WORK INSTRUCTIONS:
Count the lines below that contain the word "sleeve", and give only the number.

Entries from a point annotation set
>>>

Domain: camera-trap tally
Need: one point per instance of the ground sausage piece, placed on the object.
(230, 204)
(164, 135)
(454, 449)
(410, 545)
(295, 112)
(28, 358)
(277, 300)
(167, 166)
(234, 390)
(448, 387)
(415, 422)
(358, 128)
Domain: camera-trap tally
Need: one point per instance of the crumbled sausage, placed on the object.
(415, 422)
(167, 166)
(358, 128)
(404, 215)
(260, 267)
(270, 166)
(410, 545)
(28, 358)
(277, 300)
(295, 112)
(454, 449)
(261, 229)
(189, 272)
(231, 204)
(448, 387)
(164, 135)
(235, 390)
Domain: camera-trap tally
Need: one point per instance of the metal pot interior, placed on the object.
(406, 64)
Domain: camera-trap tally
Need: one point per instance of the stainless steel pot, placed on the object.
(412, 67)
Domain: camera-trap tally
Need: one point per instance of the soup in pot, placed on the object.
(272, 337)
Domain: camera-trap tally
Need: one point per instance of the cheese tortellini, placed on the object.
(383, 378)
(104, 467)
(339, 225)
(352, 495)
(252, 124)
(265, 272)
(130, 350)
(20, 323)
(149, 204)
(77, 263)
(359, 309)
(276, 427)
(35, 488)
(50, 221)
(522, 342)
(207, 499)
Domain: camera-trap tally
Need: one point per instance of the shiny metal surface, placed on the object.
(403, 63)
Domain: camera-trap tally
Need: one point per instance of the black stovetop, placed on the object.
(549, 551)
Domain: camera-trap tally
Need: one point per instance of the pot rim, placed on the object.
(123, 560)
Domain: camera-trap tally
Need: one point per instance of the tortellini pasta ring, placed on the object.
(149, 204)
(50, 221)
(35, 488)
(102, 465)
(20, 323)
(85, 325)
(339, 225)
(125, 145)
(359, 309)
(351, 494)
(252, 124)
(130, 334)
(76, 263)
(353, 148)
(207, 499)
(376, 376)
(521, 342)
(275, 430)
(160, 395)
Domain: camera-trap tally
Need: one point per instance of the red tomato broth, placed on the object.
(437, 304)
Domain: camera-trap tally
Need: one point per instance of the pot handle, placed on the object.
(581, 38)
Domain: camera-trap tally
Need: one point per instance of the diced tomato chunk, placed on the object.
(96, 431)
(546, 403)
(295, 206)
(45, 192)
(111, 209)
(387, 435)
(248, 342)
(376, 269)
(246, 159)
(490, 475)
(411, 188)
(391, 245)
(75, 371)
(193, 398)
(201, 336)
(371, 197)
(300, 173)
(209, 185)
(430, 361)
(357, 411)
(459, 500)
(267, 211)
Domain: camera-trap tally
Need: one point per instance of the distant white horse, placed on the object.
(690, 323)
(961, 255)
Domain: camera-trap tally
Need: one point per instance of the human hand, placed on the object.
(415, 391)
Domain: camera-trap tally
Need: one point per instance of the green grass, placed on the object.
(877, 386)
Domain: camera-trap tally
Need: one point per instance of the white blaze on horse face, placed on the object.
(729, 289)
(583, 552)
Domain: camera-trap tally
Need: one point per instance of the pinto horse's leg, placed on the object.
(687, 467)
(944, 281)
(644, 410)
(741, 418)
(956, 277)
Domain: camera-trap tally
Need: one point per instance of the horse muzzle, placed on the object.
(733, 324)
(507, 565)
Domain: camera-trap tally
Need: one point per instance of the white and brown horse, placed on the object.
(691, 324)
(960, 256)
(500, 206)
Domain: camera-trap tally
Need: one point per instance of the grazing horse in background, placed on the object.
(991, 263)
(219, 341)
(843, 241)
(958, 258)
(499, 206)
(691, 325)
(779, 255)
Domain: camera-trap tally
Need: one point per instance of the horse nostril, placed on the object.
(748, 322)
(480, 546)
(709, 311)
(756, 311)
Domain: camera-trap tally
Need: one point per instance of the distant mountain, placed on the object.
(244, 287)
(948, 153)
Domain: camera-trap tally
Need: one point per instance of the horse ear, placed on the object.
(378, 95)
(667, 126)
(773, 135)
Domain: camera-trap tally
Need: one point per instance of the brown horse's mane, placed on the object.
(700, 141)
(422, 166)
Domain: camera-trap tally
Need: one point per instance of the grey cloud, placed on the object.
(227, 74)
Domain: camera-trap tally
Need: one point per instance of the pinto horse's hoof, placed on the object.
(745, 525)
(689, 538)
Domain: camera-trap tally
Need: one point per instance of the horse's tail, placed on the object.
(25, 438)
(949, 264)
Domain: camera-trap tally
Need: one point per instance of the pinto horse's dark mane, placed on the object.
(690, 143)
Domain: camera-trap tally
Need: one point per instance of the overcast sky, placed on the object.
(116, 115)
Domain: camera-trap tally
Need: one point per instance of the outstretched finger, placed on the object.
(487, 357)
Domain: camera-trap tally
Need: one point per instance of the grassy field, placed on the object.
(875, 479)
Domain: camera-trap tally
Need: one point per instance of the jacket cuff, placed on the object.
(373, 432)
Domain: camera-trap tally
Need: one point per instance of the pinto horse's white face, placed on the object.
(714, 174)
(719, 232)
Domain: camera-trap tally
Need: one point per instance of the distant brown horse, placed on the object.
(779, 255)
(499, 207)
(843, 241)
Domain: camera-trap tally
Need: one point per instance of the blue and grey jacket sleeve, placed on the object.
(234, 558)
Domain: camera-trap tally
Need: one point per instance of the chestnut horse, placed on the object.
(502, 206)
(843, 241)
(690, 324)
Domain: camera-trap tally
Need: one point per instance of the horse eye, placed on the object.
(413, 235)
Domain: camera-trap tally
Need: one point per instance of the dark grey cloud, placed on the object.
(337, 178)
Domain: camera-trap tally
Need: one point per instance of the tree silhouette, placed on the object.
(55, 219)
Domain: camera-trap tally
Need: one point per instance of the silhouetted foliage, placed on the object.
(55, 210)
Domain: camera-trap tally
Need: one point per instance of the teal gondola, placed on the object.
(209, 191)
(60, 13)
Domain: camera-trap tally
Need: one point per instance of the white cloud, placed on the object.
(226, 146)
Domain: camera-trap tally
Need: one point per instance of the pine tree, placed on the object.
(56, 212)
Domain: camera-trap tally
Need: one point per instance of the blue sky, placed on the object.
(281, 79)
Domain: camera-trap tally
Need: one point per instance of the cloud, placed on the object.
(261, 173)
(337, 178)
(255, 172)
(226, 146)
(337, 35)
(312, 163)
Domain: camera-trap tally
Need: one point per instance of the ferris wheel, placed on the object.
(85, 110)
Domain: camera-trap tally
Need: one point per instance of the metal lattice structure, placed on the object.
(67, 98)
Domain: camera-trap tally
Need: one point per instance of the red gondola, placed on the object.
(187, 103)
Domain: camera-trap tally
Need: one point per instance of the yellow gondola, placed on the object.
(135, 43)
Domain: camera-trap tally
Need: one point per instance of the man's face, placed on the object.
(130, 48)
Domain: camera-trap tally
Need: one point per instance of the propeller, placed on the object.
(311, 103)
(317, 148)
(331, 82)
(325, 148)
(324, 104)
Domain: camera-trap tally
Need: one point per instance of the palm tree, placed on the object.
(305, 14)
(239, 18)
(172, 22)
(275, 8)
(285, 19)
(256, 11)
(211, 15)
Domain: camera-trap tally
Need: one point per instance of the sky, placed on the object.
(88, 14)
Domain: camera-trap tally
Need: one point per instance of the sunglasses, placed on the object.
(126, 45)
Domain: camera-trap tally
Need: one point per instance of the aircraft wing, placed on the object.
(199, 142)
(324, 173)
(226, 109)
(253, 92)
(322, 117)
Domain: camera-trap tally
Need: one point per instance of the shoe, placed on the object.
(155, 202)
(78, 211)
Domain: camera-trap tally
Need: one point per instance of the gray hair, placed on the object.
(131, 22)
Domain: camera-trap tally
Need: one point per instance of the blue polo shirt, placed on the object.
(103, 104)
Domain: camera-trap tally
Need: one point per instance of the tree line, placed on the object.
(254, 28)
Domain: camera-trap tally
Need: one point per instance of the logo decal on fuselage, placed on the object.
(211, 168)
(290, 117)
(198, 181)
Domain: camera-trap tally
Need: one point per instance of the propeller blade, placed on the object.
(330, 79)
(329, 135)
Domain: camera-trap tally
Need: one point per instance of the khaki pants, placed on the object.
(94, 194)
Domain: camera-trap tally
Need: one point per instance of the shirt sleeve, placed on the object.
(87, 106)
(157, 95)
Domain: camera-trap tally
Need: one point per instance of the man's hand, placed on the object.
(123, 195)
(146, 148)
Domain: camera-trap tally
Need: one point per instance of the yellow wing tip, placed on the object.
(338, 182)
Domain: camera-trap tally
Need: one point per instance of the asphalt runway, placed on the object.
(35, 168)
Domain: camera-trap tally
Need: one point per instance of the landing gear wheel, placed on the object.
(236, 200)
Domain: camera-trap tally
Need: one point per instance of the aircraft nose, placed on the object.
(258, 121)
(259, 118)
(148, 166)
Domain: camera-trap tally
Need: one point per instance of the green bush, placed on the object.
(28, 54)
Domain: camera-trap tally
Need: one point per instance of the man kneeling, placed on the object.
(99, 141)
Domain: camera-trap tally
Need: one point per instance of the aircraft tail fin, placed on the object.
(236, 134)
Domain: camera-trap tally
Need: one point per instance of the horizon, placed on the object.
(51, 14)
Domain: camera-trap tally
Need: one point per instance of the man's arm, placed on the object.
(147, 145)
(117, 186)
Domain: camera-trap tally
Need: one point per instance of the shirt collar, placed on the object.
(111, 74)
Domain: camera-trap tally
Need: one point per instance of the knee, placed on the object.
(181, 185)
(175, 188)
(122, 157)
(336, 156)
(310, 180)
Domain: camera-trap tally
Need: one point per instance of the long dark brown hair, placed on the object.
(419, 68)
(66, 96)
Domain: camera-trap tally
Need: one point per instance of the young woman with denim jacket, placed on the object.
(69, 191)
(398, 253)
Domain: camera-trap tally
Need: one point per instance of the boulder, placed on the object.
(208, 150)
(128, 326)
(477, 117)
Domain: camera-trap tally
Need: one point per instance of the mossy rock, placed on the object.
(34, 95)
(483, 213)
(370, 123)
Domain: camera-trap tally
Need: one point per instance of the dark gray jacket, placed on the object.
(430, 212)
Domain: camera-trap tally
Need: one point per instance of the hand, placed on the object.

<<<

EXERCISE RESPONSE:
2